___ SOURCE EXCERPT ___
Abstract:
To provide a screw compressor comprising a compressor screw housing, two screw rotors with intermeshing screw bodies arranged in the compressor screw housing and with shaft sections arranged on both sides of the screw bodies, the screw rotors being mounted by means of the shaft sections in bearing housings arranged on both sides of the compressor screw housing, which prevents pressure losses, it is proposed that an intermediate portion of the respective shaft section adjoining an end of the respective screw body at the pressure side and extending as far as a bearing section be sealed off in the area of a closure wall of the compressor screw housing at the outlet side from an inside surface of an opening in the closure wall, which surrounds the intermediate portion.

Description:
[0001]    The present disclosure relates to the subject matter disclosed in international application PCT/EP01/08597 of Jul. 25, 2001, which is incorporated herein by reference in its entirety and for all purposes. 
     
    
     
       BACKGROUND OF THE INVENTION  
         [0002]    The invention relates to a screw compressor comprising a compressor screw housing, two screw rotors with intermeshing screw bodies arranged in the compressor screw housing and with shaft sections arranged on both sides of the screw bodies, the screw rotors being mounted by means of the shaft sections in bearing housings arranged on both sides of the compressor screw housing.  
           [0003]    Such screw compressors are known from the prior art, and, with these, there is the problem of providing at the pressure side as tight a closure as possible between the screw bodies and the compressor screw housing, so as to prevent losses of pressure.
___
:: EXERCISE TASK ::
Reproduce the screw compressor excerpt starting with "BACKGROUND OF THE" and going on through "losses of pressure.", switching every instance of "bearing housings" to "bearing blocks". The entries below play no part in this exercise.
___ SUPPLIED INFORMATION ___
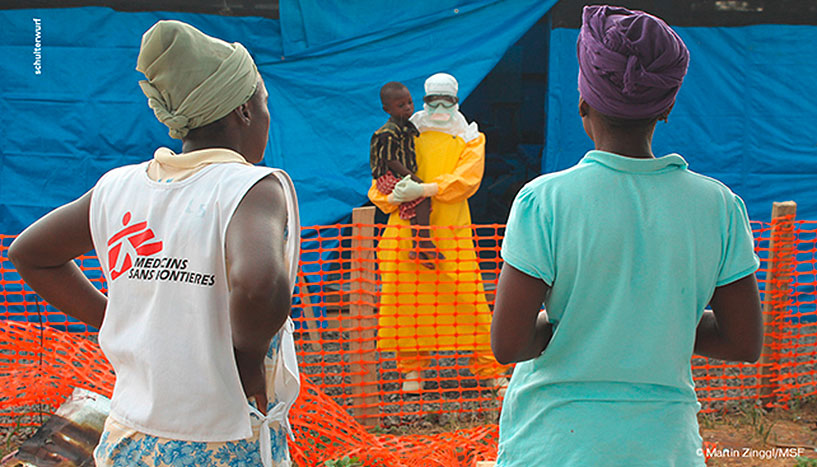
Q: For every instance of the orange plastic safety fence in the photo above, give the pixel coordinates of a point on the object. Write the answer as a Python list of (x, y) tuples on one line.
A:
[(360, 304)]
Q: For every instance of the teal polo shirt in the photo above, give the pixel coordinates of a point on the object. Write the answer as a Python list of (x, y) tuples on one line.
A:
[(633, 250)]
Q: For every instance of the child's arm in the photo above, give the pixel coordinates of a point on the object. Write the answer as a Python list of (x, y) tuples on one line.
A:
[(43, 255), (733, 330), (401, 171), (519, 331)]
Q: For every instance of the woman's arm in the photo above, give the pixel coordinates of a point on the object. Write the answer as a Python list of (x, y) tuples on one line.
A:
[(733, 330), (519, 331), (260, 292), (43, 255)]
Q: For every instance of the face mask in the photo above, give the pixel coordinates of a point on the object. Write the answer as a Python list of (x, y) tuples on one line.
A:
[(440, 111)]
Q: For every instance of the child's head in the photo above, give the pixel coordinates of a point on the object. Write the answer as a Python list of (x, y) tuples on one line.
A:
[(631, 64), (396, 100)]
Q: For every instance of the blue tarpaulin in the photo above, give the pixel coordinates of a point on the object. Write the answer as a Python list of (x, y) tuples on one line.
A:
[(746, 113), (323, 66)]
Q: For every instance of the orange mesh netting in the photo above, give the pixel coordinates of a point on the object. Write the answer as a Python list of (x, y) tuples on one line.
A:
[(353, 381)]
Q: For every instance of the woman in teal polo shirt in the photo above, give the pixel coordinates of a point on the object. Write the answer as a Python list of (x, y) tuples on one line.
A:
[(625, 250)]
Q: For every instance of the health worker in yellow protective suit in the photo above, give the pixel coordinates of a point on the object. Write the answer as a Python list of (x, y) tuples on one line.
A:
[(442, 307)]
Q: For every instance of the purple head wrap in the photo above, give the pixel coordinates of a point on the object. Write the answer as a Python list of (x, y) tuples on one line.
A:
[(631, 64)]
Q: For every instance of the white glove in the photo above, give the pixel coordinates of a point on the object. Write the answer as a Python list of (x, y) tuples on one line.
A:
[(408, 190)]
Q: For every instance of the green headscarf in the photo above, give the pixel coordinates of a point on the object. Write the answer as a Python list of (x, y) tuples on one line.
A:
[(193, 79)]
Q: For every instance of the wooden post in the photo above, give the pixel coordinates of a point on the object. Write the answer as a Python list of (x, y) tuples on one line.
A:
[(775, 294), (361, 322)]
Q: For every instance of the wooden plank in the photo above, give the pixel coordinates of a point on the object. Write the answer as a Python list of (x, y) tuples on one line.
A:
[(777, 280), (362, 321)]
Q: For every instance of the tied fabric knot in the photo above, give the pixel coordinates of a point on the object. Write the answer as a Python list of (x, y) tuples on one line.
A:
[(193, 79), (177, 123), (631, 64), (278, 413), (632, 74)]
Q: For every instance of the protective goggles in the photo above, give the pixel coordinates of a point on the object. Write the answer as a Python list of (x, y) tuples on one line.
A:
[(445, 102)]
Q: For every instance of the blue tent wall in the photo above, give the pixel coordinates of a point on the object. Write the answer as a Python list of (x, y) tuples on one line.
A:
[(59, 131), (746, 113)]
___
:: FINISHED ANSWER ::
BACKGROUND OF THE INVENTION  
         [0002]    The invention relates to a screw compressor comprising a compressor screw housing, two screw rotors with intermeshing screw bodies arranged in the compressor screw housing and with shaft sections arranged on both sides of the screw bodies, the screw rotors being mounted by means of the shaft sections in bearing blocks arranged on both sides of the compressor screw housing.  
           [0003]    Such screw compressors are known from the prior art, and, with these, there is the problem of providing at the pressure side as tight a closure as possible between the screw bodies and the compressor screw housing, so as to prevent losses of pressure.